[Natural-language object grounding data]

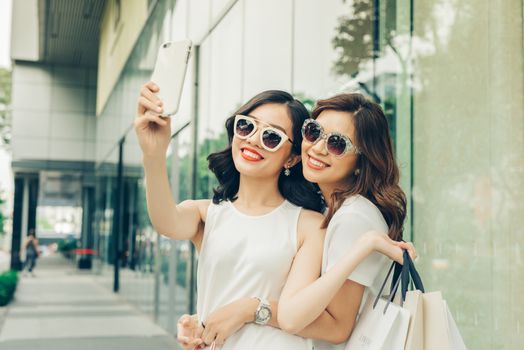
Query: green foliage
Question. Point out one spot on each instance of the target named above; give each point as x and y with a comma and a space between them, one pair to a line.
8, 283
2, 216
5, 110
67, 246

▶ [Prompt]
Write out once more the lines above beginning at the line with "Question. Point out"; continue through the final line and stop there.

▶ [Response box]
Question. Point out one spot on each instance of the target named above; give each point as x and y with a comma and a space between them, one pair to a line.
8, 283
2, 216
5, 110
67, 246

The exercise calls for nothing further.